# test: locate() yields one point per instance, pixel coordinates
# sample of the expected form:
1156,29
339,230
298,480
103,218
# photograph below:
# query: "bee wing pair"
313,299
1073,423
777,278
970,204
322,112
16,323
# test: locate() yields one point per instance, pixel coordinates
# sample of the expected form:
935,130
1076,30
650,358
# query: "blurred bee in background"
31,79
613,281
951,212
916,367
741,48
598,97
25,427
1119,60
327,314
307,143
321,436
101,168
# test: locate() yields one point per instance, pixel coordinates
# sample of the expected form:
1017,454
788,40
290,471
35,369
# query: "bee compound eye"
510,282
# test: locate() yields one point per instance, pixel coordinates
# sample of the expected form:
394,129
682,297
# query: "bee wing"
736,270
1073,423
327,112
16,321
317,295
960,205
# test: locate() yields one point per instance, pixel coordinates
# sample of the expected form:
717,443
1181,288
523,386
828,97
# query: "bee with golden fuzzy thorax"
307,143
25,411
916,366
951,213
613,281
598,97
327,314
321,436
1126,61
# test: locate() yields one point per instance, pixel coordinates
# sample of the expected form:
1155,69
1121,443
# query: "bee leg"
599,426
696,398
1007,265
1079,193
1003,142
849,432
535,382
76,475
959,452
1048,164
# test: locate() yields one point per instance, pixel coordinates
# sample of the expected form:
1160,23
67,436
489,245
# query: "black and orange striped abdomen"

-.-.-

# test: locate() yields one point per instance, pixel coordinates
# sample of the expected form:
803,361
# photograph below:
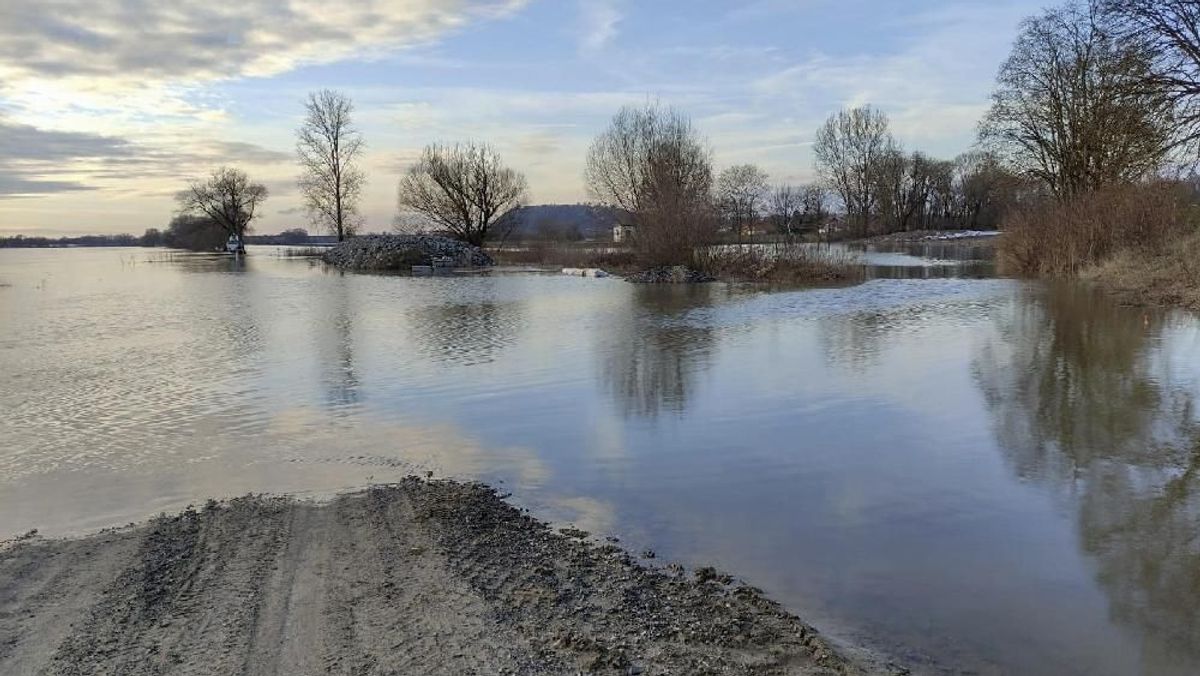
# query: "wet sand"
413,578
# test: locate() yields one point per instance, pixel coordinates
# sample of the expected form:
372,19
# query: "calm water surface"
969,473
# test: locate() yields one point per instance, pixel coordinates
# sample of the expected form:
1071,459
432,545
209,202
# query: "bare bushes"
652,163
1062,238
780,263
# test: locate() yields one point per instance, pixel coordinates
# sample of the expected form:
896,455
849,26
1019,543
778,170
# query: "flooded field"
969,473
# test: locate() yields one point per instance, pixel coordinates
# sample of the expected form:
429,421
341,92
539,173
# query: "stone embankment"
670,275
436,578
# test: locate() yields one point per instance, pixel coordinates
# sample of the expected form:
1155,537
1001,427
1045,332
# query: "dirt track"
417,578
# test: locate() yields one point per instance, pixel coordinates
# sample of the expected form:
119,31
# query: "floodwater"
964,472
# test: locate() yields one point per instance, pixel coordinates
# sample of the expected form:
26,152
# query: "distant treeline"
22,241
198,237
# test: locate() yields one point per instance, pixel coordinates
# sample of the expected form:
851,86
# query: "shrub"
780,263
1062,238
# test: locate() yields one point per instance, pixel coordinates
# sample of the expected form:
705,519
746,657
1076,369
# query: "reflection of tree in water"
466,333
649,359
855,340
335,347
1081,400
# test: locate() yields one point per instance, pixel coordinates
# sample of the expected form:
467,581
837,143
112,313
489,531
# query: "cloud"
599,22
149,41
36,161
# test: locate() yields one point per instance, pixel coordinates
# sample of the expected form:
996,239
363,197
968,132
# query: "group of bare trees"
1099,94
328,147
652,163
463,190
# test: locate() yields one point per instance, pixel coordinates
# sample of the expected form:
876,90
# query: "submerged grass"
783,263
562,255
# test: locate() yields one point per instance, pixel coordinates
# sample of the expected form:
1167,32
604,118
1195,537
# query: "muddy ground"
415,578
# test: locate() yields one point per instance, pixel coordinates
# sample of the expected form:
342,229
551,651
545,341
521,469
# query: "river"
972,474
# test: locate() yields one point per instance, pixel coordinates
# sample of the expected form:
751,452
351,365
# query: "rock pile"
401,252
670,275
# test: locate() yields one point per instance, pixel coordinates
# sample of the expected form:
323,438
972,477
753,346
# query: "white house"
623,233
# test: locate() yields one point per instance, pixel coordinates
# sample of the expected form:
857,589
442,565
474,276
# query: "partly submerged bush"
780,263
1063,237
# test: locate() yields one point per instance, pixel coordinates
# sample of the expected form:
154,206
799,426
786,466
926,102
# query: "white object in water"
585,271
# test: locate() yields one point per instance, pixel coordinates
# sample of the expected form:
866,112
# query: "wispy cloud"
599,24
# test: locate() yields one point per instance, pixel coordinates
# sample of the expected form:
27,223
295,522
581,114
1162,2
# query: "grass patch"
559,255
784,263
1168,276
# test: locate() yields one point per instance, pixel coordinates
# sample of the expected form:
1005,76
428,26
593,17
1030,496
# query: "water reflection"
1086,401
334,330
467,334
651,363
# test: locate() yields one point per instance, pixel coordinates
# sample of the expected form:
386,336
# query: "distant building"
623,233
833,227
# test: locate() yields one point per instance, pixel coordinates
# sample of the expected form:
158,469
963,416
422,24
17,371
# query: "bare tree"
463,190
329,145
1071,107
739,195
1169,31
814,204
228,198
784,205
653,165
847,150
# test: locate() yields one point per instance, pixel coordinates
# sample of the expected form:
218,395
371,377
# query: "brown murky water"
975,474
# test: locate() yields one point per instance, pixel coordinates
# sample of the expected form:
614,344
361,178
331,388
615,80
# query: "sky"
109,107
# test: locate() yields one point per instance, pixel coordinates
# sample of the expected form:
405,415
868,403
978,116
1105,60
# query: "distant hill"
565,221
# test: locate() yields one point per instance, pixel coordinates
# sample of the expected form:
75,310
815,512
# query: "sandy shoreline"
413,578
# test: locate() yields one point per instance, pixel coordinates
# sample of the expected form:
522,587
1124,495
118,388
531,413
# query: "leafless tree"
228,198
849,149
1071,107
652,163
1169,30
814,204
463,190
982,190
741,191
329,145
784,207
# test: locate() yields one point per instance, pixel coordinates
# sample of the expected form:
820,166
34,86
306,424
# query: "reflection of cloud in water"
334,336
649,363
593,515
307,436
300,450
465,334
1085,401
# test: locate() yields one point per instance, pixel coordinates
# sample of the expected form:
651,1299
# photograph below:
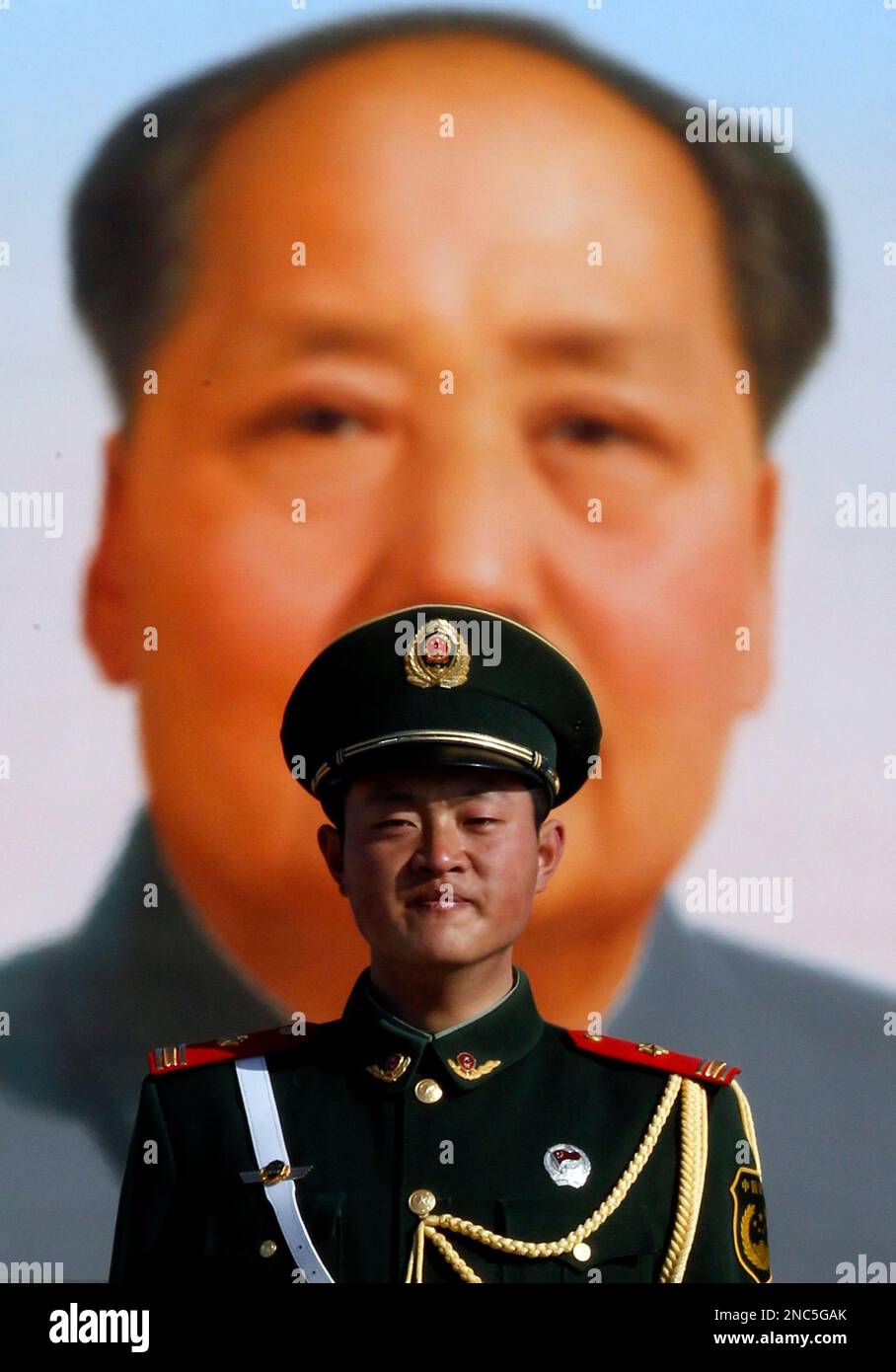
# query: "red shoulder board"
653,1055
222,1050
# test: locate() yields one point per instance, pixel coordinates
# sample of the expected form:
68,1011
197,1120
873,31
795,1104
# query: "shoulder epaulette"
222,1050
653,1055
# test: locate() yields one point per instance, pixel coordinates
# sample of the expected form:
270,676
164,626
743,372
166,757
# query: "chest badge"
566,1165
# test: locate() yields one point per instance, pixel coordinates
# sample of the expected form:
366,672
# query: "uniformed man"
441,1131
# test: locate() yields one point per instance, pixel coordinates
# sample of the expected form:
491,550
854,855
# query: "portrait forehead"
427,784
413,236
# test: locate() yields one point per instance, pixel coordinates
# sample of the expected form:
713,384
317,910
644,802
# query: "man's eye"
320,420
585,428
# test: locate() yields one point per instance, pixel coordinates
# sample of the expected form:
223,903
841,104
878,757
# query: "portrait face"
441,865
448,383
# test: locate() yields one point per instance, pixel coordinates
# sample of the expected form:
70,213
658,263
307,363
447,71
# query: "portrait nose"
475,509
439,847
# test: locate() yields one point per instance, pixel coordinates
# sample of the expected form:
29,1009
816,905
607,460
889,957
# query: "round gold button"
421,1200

-.-.-

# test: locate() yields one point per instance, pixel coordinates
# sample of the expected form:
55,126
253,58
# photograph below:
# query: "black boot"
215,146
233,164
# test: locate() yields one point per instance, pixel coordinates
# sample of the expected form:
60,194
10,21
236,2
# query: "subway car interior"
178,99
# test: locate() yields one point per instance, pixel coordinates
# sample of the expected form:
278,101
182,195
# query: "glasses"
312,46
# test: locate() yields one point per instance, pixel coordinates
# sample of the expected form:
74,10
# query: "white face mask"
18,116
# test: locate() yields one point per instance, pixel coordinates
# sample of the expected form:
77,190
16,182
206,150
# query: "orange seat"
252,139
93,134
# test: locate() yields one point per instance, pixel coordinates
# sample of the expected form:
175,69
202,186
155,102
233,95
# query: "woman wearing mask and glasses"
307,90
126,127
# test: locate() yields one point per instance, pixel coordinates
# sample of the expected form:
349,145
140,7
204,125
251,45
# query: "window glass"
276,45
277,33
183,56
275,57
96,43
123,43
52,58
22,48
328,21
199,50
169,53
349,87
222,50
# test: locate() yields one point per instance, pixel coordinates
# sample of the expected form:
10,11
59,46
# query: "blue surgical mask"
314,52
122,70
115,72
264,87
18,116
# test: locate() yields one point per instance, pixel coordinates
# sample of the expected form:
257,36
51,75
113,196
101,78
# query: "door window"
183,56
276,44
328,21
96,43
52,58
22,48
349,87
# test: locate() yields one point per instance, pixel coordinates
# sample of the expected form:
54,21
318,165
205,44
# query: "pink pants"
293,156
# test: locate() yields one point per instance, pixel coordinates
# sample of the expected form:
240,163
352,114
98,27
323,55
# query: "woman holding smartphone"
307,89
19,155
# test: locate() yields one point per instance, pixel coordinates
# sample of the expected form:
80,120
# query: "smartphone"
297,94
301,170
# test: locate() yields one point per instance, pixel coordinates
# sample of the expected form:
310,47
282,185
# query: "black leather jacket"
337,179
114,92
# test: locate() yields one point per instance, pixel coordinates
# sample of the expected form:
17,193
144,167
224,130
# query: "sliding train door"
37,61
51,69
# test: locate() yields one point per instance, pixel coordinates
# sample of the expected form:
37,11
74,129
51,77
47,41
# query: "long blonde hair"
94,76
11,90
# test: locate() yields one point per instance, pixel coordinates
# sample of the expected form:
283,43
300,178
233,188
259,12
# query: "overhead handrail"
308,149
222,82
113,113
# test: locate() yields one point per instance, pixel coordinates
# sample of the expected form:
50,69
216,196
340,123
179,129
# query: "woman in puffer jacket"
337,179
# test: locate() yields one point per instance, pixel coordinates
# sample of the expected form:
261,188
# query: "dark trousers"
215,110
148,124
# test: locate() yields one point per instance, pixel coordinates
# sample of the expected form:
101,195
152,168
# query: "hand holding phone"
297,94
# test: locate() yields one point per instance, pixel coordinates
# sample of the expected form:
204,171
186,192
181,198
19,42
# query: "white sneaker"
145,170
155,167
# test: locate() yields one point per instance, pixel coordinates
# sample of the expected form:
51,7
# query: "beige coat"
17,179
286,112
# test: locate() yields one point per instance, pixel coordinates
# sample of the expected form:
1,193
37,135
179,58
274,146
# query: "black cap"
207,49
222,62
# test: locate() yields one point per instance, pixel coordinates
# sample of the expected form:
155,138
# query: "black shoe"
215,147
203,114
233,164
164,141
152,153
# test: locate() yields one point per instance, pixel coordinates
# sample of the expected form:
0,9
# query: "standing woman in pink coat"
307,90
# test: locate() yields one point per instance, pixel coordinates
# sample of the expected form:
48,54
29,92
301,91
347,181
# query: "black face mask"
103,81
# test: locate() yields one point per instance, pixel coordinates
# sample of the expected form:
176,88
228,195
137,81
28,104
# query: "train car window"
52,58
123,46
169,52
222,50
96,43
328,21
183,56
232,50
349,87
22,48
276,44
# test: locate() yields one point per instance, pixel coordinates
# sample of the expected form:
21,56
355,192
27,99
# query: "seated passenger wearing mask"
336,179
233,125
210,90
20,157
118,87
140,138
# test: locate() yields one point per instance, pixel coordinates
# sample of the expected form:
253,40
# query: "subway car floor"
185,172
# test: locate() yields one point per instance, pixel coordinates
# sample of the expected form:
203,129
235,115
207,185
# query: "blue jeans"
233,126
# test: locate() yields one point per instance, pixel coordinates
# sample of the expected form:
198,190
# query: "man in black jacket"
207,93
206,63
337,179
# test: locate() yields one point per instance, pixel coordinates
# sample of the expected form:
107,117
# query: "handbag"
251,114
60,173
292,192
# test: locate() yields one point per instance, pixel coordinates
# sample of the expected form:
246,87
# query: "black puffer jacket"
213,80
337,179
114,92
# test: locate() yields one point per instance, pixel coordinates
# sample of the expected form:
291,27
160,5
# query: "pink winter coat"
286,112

-.-.-

**Task to carry out:** Pick out every line in the entries above that contains the string "shoulder", matching case exactly, and copy each such line.

**Task answer:**
# query: "red shoulder board"
# query: "shoulder epaulette"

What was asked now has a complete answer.